* _Task objective_
Your response should consist of the entries below, written out exactly.
*** Opening Extracted records ***
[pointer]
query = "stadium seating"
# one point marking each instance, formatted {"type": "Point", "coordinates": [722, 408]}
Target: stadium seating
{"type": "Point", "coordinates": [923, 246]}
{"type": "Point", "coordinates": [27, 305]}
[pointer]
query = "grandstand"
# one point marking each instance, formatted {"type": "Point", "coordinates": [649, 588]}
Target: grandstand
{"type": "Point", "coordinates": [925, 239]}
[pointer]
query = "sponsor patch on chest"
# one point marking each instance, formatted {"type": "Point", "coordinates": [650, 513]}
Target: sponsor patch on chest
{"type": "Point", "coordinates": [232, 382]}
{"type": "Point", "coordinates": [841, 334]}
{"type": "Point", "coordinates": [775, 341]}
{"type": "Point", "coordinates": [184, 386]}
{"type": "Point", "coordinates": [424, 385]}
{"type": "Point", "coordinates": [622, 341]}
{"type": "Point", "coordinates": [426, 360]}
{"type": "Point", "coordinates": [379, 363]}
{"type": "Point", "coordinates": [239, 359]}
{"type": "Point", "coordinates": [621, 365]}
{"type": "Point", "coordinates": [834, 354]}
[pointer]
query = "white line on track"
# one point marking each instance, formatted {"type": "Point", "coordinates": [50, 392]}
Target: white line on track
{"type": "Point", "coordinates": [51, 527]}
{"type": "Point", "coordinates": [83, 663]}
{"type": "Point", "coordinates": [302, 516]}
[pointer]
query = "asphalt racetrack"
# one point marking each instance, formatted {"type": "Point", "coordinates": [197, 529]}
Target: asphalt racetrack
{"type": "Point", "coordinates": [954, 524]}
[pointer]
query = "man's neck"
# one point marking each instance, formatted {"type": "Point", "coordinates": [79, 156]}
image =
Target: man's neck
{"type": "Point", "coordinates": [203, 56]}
*** Closing Extracted records ***
* _Solution to this exercise_
[pointer]
query = "stadium seating"
# one point marking each instance, formatted {"type": "Point", "coordinates": [722, 408]}
Target: stadium seating
{"type": "Point", "coordinates": [923, 246]}
{"type": "Point", "coordinates": [27, 305]}
[pointer]
query = "grandstand"
# one point marking each instance, formatted {"type": "Point", "coordinates": [649, 588]}
Target: grandstand
{"type": "Point", "coordinates": [925, 239]}
[pointer]
query = "sponsor patch on chest"
# one point marking each instance, formatted {"type": "Point", "coordinates": [650, 513]}
Target: sponsor patch on chest
{"type": "Point", "coordinates": [232, 382]}
{"type": "Point", "coordinates": [841, 334]}
{"type": "Point", "coordinates": [775, 341]}
{"type": "Point", "coordinates": [184, 386]}
{"type": "Point", "coordinates": [424, 385]}
{"type": "Point", "coordinates": [622, 341]}
{"type": "Point", "coordinates": [426, 360]}
{"type": "Point", "coordinates": [379, 363]}
{"type": "Point", "coordinates": [239, 359]}
{"type": "Point", "coordinates": [621, 365]}
{"type": "Point", "coordinates": [834, 354]}
[pointer]
query = "white line on track"
# one point marking each instance, formatted {"type": "Point", "coordinates": [50, 392]}
Target: white line on track
{"type": "Point", "coordinates": [51, 527]}
{"type": "Point", "coordinates": [83, 663]}
{"type": "Point", "coordinates": [302, 516]}
[pointer]
query = "asphalt racetrack"
# one point marking each instance, formatted {"type": "Point", "coordinates": [197, 529]}
Target: asphalt racetrack
{"type": "Point", "coordinates": [954, 524]}
[pointer]
query = "man's neck"
# one point marking each instance, formatted {"type": "Point", "coordinates": [79, 156]}
image =
Target: man's neck
{"type": "Point", "coordinates": [203, 56]}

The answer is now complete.